**TEXT SECTION**

US police killed 1,166 people in 2015, more than three a day, but an official US government count misclassified over half of the deaths, according to a new study.
More than half of all police killings in 2015 were incorrectly classified as not having been police-related, a Harvard study based on data by The Guardian has found.
The Guardian, a British daily newspaper and media company with US and international editions, counted 93 percent of the police-related deaths, while the US Centers for Disease Control and Prevention (CDC) counted only 45 percent.
"It is kind of absurd that a British newspaper is able to do a better job counting the number of killings by police than the CDC or the Department of Justice," said lead author Justin Feldman, a doctoral candidate at the Harvard T.H. Chan School of Public Health in Boston.
“Right now the data quality is bad and unacceptable,” Feldman said. “To effectively address the problem of law enforcement-related deaths, the public needs better data about who is being killed, where, and under what circumstances.”
"If we as a society want to improve policing and have fewer deaths, we need better data about the circumstances of these deaths to improve training, policies and to hold police departments accountable," he said in a phone interview with the UK newspaper.

**INPUT DATA**
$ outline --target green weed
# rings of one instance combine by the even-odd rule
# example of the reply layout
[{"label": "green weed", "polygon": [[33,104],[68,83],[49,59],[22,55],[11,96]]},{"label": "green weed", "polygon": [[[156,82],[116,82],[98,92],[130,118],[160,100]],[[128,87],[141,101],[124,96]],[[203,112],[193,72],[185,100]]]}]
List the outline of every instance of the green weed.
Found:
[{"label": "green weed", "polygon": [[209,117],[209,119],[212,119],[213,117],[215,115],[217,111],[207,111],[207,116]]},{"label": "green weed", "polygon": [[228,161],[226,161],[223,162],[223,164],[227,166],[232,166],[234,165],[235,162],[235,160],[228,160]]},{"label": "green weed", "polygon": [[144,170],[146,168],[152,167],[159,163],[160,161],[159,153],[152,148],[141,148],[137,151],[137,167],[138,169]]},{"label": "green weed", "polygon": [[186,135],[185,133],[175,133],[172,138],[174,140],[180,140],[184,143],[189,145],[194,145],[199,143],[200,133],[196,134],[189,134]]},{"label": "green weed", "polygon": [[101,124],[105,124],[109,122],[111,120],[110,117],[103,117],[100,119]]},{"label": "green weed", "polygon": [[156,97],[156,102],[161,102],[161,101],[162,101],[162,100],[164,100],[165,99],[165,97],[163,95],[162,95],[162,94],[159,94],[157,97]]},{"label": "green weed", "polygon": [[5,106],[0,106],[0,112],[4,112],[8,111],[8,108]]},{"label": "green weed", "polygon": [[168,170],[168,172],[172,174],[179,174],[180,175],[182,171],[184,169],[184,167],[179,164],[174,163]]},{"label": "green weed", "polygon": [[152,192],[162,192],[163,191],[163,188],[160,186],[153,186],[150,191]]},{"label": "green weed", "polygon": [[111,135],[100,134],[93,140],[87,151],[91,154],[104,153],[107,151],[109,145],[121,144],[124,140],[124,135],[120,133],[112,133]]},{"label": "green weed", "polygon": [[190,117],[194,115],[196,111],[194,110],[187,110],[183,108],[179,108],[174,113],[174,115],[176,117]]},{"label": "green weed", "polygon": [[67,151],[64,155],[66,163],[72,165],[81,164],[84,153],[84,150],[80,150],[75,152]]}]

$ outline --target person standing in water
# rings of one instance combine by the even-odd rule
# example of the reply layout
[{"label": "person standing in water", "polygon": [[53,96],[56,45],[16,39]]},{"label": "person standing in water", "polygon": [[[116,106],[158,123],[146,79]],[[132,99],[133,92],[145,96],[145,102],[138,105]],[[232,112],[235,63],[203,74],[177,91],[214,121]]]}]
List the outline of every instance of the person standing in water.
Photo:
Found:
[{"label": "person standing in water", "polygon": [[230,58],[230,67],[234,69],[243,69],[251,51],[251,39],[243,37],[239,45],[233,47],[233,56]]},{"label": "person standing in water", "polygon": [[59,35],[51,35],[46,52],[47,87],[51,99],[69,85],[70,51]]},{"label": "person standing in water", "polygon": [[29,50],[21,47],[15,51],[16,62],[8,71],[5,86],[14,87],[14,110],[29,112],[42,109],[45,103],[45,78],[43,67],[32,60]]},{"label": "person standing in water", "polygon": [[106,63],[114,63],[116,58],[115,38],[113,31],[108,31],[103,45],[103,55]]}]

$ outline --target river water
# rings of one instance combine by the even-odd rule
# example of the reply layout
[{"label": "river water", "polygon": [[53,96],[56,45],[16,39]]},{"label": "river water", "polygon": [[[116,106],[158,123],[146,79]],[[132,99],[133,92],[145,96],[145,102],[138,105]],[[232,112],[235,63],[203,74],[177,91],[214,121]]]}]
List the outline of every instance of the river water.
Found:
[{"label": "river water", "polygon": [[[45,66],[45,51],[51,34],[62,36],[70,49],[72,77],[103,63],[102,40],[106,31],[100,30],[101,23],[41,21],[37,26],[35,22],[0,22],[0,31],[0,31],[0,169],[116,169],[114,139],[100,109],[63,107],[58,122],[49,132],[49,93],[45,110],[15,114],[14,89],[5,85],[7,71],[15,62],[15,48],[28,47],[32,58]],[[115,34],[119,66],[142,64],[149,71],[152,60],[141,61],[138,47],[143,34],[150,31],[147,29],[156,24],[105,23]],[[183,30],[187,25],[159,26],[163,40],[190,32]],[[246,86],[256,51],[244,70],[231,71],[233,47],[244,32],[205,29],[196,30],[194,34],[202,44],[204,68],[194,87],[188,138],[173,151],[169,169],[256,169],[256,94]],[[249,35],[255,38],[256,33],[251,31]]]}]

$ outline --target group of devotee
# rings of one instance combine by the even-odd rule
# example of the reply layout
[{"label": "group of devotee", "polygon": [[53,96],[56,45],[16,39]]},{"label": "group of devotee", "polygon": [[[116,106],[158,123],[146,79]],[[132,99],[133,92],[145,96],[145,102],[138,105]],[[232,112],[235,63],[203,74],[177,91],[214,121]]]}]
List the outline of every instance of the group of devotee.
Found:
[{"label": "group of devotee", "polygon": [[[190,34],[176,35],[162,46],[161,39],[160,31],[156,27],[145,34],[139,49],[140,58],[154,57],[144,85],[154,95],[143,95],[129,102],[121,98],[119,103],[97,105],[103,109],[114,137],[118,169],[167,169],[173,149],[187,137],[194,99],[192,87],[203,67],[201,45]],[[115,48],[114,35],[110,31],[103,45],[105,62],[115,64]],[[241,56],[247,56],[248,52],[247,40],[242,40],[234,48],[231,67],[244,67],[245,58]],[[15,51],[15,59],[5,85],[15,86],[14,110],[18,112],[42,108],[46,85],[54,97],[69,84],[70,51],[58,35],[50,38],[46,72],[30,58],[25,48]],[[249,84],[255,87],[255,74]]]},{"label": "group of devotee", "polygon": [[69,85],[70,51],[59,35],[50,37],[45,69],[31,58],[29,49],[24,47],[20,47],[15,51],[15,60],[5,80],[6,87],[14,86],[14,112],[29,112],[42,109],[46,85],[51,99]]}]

**WORK INSTRUCTIONS**
1. According to the article on 2015 police killings, what percentage of police-related deaths did the CDC count?
2. Continue the article on 2015 police killings from its last sentence.

**ANSWERS FOR THIS EXERCISE**
1. 45 percent

2.
Feldman used data from The Guardian’s 2015 investigation into police killings, The Counted, and compared it with data from the CDC’s National Vital Statistics System (NVSS).
The CDC, which based its count on state death certificates, has long been suspected of significant underreporting. The Guardian, which stopped counting in 2016, used crowd-sourced information and news stories.
Harvard researchers estimated that The Guardian missed 80 of the approximately 1,166 deaths and the CDC missed a majority of them -- 643 police killings.
Deaths of blacks, children and people in low-income counties were more likely to be missed than to be reported in the federal government count.
Some US states failed to report to the CDC any of the deaths at the hands of police. In Oklahoma, police killed 30 civilians in 2015, but none of those deaths was included in the official government count, Feldman said.
Feldman proposed that states be required to report police-related deaths, like they’re now required to report some communicable diseases. The Federal Bureau of Investigation (FBI) does not require US law-enforcement agencies to report civilians killed in police interactions.
“There is mounting pressure to increase law-enforcement transparency and accountability. One necessary component to that is having an accurate count of the number of people killed by police,” said Cassandra Crifasi, a professor at Johns Hopkins Bloomberg School of Public Health’s Center for Gun Policy and Research in Baltimore.
US police departments have been under heightened scrutiny in recent years for the disproportionate number of police killings of African Americans.
Numerous demonstrations have been held across the US in recent years following white police officers killing unarmed African-American men, including Michael Brown in Ferguson, Missouri; Tamir Rice in Cleveland, Ohio; Eric Garner in Staten Island, New York and Walter Scott in North Charleston, South Carolina.